(What is being asked) Render the entries from the line containing "Point out the driver" through the line containing "x=398, y=133", inclusive, as a Markdown table with the columns No. and Text. Number each row and omit any blank lines.

· · · ·

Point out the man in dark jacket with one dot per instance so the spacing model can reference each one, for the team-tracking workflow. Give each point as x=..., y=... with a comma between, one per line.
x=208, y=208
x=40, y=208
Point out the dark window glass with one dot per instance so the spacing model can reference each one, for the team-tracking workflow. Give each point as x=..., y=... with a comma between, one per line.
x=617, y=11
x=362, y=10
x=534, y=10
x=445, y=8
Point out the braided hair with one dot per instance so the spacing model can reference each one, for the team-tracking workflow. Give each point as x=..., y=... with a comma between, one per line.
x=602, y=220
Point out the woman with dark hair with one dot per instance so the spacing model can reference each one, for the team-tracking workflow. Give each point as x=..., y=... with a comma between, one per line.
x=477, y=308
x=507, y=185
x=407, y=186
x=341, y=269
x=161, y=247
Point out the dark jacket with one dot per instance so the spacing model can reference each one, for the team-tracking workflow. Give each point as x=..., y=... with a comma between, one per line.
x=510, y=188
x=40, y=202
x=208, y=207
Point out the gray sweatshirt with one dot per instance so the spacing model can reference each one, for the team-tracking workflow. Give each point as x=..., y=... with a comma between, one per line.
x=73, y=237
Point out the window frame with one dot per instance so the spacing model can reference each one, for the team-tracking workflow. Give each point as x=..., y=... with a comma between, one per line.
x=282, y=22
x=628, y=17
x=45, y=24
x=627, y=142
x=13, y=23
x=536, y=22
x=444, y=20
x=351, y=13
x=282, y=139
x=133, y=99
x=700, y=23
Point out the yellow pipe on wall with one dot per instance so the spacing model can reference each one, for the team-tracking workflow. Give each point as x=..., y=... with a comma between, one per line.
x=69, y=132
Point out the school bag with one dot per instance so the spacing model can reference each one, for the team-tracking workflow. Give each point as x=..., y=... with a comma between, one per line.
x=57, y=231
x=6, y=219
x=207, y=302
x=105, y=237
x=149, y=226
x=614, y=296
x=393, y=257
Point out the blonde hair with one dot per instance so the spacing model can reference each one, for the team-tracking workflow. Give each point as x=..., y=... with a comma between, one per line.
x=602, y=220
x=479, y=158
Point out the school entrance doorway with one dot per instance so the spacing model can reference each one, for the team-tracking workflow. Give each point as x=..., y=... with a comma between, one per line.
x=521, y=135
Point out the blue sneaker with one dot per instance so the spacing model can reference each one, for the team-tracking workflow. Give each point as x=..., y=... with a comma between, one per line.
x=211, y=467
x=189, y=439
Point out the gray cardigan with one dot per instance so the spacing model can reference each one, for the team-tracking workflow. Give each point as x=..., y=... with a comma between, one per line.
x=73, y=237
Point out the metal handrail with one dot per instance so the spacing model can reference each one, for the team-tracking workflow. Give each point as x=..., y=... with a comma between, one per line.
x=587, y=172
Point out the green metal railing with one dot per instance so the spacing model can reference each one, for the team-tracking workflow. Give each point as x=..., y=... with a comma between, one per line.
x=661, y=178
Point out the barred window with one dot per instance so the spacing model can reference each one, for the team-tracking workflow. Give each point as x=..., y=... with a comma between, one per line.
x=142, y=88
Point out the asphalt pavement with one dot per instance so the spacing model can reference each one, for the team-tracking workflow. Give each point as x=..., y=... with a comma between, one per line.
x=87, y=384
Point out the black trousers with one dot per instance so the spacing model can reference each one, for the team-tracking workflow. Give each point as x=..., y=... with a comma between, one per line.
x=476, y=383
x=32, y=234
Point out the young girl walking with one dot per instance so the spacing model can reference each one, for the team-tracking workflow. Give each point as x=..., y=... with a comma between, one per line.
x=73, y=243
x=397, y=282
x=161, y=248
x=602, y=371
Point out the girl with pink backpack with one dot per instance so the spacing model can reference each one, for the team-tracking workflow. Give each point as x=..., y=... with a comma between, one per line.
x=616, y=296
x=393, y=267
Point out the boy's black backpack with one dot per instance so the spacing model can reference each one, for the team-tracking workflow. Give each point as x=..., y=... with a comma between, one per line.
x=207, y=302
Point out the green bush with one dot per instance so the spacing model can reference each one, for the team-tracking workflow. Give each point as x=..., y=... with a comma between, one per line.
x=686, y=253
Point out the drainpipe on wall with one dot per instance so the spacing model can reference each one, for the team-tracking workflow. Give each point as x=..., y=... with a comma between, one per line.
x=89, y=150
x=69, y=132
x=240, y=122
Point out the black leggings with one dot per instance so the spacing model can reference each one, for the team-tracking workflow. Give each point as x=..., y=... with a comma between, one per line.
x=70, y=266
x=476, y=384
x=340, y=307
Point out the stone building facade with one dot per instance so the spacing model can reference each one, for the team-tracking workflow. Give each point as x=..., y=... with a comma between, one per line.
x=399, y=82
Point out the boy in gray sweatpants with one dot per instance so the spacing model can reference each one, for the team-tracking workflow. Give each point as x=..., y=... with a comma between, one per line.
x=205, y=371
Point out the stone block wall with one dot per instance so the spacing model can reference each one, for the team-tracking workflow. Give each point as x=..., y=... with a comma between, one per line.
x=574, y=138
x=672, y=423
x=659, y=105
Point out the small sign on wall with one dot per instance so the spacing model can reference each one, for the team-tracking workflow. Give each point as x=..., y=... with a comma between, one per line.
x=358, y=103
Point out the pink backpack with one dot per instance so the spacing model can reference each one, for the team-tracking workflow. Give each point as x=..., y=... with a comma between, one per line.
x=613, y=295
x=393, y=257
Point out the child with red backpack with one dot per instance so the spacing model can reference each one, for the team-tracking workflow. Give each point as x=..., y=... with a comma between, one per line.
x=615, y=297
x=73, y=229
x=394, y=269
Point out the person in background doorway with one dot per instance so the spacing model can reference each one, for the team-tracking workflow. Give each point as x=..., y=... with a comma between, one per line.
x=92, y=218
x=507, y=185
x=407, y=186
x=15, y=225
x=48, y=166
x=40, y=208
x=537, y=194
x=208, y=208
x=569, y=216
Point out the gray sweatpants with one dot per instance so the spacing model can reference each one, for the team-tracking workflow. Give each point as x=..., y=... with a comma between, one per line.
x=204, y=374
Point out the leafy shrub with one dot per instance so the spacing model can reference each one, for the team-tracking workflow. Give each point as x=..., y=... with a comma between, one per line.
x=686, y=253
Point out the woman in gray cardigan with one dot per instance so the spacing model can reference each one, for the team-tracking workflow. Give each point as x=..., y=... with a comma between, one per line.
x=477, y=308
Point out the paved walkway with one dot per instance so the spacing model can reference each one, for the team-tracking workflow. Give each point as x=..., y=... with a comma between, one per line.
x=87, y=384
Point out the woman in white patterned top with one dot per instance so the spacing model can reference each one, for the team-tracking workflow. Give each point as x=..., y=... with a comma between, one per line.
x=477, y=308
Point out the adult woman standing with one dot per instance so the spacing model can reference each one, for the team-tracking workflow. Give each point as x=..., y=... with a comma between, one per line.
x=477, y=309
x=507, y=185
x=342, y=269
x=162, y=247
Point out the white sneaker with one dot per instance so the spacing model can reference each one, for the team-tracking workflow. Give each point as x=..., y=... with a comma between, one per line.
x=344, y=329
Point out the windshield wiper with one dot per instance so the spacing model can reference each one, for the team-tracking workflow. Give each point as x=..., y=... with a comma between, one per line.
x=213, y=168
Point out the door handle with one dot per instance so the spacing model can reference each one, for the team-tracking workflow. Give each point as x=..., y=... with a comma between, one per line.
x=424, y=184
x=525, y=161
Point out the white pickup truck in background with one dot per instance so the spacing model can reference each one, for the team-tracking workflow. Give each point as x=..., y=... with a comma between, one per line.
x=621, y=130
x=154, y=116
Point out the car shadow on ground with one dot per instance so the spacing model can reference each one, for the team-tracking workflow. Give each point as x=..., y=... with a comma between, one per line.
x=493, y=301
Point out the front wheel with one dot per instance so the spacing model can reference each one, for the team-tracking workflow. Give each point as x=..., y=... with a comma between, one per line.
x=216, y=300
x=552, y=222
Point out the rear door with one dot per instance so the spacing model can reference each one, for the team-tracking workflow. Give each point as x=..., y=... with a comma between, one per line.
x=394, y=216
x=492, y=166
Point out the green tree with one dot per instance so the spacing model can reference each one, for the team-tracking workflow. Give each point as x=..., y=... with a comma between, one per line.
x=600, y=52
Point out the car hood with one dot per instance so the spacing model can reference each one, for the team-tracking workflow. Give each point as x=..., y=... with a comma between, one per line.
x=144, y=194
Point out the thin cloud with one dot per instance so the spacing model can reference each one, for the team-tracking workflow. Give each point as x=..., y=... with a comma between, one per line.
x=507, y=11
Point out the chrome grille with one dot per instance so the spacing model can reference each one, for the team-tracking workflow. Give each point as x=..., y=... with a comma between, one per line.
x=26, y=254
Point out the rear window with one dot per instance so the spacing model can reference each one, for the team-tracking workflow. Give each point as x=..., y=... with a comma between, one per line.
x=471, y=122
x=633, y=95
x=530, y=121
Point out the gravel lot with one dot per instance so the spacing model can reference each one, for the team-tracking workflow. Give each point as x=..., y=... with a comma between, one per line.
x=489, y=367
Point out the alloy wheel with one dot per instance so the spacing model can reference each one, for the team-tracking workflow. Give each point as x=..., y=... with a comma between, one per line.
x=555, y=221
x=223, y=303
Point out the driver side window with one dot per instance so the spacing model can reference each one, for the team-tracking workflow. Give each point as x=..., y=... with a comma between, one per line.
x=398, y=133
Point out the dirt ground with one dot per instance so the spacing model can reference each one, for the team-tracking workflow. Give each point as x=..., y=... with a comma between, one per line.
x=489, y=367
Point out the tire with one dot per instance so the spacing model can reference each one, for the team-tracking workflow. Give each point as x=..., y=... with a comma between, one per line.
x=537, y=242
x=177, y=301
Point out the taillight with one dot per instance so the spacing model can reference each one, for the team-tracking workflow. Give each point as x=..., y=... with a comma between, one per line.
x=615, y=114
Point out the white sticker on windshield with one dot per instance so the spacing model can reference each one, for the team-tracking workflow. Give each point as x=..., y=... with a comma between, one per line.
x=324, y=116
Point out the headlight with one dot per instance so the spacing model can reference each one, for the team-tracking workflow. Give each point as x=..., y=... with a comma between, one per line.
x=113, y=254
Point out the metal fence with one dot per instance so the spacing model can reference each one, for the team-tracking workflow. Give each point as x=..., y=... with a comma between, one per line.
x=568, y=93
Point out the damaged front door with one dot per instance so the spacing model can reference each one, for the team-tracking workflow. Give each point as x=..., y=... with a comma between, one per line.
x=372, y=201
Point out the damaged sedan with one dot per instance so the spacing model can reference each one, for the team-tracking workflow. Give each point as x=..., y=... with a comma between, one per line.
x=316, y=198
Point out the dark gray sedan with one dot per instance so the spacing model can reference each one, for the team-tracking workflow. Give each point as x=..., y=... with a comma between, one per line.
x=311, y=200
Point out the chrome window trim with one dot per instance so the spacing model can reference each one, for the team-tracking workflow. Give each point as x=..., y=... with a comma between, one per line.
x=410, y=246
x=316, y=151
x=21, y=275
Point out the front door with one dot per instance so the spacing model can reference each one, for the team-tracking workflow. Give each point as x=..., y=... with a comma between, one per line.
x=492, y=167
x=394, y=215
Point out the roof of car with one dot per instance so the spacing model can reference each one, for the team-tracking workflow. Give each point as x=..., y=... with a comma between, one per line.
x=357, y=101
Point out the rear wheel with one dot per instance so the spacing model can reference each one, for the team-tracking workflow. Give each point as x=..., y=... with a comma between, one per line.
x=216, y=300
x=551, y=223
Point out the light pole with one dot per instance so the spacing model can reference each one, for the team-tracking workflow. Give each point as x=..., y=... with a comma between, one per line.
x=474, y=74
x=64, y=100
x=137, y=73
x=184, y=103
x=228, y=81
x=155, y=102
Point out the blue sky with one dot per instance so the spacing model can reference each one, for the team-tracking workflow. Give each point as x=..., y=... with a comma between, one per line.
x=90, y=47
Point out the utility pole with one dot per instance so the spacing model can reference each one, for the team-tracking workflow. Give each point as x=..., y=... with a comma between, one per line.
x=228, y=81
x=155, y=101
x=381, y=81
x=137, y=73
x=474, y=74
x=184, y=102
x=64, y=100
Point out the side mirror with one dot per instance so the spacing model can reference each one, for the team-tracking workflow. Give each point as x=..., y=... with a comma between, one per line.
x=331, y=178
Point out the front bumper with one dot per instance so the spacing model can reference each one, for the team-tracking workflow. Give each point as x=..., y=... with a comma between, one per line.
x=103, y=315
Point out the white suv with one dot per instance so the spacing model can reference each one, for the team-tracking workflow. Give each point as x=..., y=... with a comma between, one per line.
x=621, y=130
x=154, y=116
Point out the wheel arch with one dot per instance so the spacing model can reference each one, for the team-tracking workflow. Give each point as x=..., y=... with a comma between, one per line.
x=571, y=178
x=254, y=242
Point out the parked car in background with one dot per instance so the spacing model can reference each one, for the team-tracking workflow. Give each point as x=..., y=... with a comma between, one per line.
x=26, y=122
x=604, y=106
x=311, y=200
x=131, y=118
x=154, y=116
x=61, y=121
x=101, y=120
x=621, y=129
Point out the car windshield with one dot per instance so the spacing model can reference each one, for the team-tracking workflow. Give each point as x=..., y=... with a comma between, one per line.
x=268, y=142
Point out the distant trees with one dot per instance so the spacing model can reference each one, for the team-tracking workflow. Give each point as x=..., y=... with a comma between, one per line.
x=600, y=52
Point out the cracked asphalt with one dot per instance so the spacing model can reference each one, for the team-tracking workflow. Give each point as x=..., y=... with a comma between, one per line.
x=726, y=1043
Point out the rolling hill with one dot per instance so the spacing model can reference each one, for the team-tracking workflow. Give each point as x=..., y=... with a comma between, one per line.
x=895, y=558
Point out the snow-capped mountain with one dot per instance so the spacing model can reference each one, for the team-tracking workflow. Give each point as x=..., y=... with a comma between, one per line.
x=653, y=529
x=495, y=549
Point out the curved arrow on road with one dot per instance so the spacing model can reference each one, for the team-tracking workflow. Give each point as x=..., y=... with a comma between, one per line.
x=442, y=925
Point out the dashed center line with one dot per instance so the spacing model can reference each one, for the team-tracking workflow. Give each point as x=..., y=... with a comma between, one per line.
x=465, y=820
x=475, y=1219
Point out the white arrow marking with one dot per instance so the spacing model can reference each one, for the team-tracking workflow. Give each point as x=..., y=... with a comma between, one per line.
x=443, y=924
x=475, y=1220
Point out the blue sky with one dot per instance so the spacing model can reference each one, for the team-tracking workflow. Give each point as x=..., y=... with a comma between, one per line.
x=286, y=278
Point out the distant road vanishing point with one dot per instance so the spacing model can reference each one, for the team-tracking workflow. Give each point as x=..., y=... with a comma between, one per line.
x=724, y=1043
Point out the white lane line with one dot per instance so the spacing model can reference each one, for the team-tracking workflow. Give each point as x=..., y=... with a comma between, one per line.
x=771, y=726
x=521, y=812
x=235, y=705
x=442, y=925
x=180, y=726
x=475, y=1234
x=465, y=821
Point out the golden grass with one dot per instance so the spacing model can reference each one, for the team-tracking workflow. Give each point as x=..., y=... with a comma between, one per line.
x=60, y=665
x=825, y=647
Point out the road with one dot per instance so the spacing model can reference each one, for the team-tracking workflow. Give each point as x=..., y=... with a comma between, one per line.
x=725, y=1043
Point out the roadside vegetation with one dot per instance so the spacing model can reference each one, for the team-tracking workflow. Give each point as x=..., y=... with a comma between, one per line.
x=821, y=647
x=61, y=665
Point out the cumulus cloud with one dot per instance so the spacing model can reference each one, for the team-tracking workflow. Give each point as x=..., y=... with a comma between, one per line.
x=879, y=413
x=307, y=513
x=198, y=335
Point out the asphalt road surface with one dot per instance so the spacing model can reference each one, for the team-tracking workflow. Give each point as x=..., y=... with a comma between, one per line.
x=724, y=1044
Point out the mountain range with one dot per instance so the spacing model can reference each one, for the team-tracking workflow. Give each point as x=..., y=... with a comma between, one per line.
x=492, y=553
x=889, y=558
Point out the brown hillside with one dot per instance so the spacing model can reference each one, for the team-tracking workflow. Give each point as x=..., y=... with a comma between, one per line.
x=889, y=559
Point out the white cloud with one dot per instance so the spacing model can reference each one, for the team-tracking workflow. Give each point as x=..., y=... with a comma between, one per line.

· · · ·

(Written reply)
| No. | Text |
|---|---|
| 1 | Point out the driver side window with one dot per instance so the spacing model can reference each one, for the team-tracking workflow. Give each point as x=..., y=... with a comma between, one per line. |
| 2 | x=398, y=133 |